▶ _READING TEXT_

1. Welcome Hearth.com Guests and Visitors - Please enjoy our forums!
    Hearth.com GOLD Sponsors who help bring the site content to you:
    Hearthstone Soapstone and Cast-Iron stoves( Wood, Gas or Pellet Stoves and Inserts)
    Caluwe - Passion for Fire and Water ( Pellet and Wood Hydronic and Space Heating)

Chain sharpener

Post in 'The Gear' started by Steamer, Oct 12, 2008.

Thread Status:
Not open for further replies.
  1. Steamer

    Steamer Member

    Joined:
    Jul 15, 2008
    Messages:
    76
    Loc:
    Southern Vt
    Having trouble maintaining correct pitch when sharpening chain. Have a hand sharpener( Husky) that holds round file and a flat file for rakers.Trouble is I am right handed and when I sharpen I always seems to have trouble maintaining even sharpening from right to left. Also angle is maintained by eye as you go. Years ago I had a sharpener that mounted to bar, set the angle and height of round file and it worked great. Rakers were done seperately with a flat file. Anyone know where I can get one or anyone using something that works well. thanks in advance.

    Helpful Sponsor Ads!





  2. savageactor7

    savageactor7 Minister of Fire

    Joined:
    Jan 25, 2008
    Messages:
    3,700
    Loc:
    CNY
    Steamer you can do a Google search for chain sharpeners or try Baileys.

    btw I take it you are using a vice to do this and do you tighten the chain enough so you can just move it with a gloved hand?

    When I 1st started hand sharpening I had to keep a large log up by the house for a test cut...it got frustrating going into the woods to find the saw cutting left or right. It was only after taking off the file guide when I was sure enough I had the angles locked down that I made real progress with hand filing.

▶ _WHAT IS BEING ASKED_
Carry the chain-sharpening forum thread above forward from where it stops.

▶ _AVAILABLE DATA_

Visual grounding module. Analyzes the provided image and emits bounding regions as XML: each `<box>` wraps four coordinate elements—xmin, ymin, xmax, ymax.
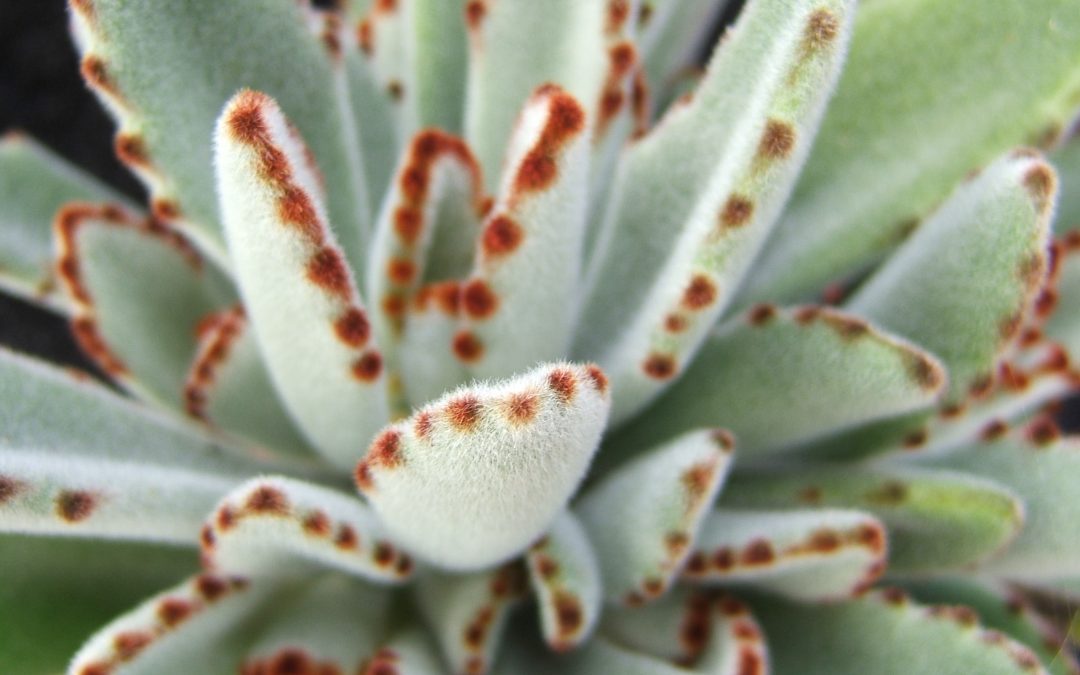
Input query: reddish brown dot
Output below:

▶ _RESULT FOR THIS TASK_
    Now using a little bit of pressure it just takes one swipe across the tooth while I rotate the file a third rotation to make my chain sharp. Of course if I hit a rock or metal fencing that's another story. Remember it's the very points of the chain that do the cutting...so as you're drawing the file across the tooth that's your objective...a sharp point.

    As you draw the file across the tooth with your thumb and forefinger try rotating the file up toward the point of the tooth. Another important trick is ground control. Find yourself a comfortable position over the saw and far enough away from the spikes that you can file confidently and stay there without moving your feet, stay in position using the file to pull the next tooth closer by the back of the tooth. Oh btw use a black magic marker on the top of tooth you start from...it'll show up fine if you wipe the tooth off with a rag 1st.

    My advice is don't dick with the raker's until you observe moving chain on a log won't cut and pull through or across the log with authority and leaving those nice wood chips only a sharp chain can leave...then attend to the rakers.

    If you grind chains the raker's will need attention. You master the art of hand filing and you'll cut 25 full cords of wood or more and find your chain is all stretched out without attending to the raker's.
Thread Status:
Not open for further replies.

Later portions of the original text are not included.